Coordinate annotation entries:

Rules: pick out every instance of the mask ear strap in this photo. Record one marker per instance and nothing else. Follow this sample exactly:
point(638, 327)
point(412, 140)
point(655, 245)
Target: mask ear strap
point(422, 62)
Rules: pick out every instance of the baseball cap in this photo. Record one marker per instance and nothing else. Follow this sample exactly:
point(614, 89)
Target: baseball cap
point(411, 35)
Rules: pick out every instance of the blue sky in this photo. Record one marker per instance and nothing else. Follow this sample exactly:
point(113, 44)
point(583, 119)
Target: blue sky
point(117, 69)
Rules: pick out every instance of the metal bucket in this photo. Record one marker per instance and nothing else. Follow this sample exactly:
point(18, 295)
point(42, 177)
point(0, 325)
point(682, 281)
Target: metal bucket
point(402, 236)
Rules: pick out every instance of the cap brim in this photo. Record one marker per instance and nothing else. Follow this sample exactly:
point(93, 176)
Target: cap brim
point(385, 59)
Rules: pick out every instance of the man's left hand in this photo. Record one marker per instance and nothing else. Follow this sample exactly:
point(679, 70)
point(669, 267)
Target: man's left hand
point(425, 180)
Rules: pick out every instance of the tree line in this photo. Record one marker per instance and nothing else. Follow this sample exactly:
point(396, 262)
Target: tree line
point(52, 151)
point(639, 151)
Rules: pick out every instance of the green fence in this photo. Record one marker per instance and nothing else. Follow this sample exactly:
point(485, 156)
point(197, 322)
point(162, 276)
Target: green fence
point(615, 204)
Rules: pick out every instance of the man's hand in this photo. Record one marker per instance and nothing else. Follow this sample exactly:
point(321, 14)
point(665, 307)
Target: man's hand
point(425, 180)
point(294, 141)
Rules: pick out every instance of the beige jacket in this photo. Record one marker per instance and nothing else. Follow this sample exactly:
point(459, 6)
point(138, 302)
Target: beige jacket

*REQUEST:* Please reproduce every one of the entries above word for word, line for line.

*OUTPUT BELOW:*
Rules: pick out every instance of the mask ear strap in this photo. Record one marker per instance and nothing else. Follow this sample exactly:
point(638, 327)
point(412, 140)
point(655, 245)
Target: mask ear strap
point(422, 62)
Rules: pick out every instance of the baseball cap in this photo. Record one marker per instance and nothing else. Follow this sample exactly:
point(614, 89)
Target: baseball cap
point(411, 35)
Rules: pick out every instance of the blue sky in this photo. Record one marker per instance and nothing else. Follow this sample exactly:
point(113, 44)
point(583, 119)
Target: blue sky
point(117, 69)
Rules: pick out every instance of the metal bucket in this photo. Record one marker per instance and nothing else. Follow this sample exactly:
point(18, 295)
point(42, 177)
point(0, 325)
point(682, 281)
Target: metal bucket
point(402, 236)
Rules: pick out every instance of the cap brim in this photo. Record one marker per instance and nothing else. Follow this sample exactly:
point(93, 176)
Target: cap brim
point(385, 59)
Rules: pick out every instance of the man's left hand in this photo. Record one marker per instance and nothing else. Follow this sample exactly:
point(679, 70)
point(669, 267)
Target: man's left hand
point(425, 180)
Rules: pick out every instance of the tree line in this photo. Record one marker per instance and nothing else. Follow this sample exactly:
point(396, 262)
Target: tree line
point(52, 151)
point(639, 151)
Rules: pick out every instance of the green fence in this photo. Record one marker per instance and nothing else. Follow this sample exactly:
point(485, 156)
point(197, 322)
point(162, 276)
Target: green fence
point(615, 204)
Rules: pick out every instance of the man's hand in this photo. Record one marker per instance and nothing else. Follow this sample exactly:
point(321, 14)
point(665, 307)
Target: man's hand
point(425, 180)
point(294, 141)
Rules: pick out every instance of the beige jacket in this photo. Record one marker per instance and nothing else. Follow this sample exactly:
point(459, 6)
point(138, 302)
Target: beige jacket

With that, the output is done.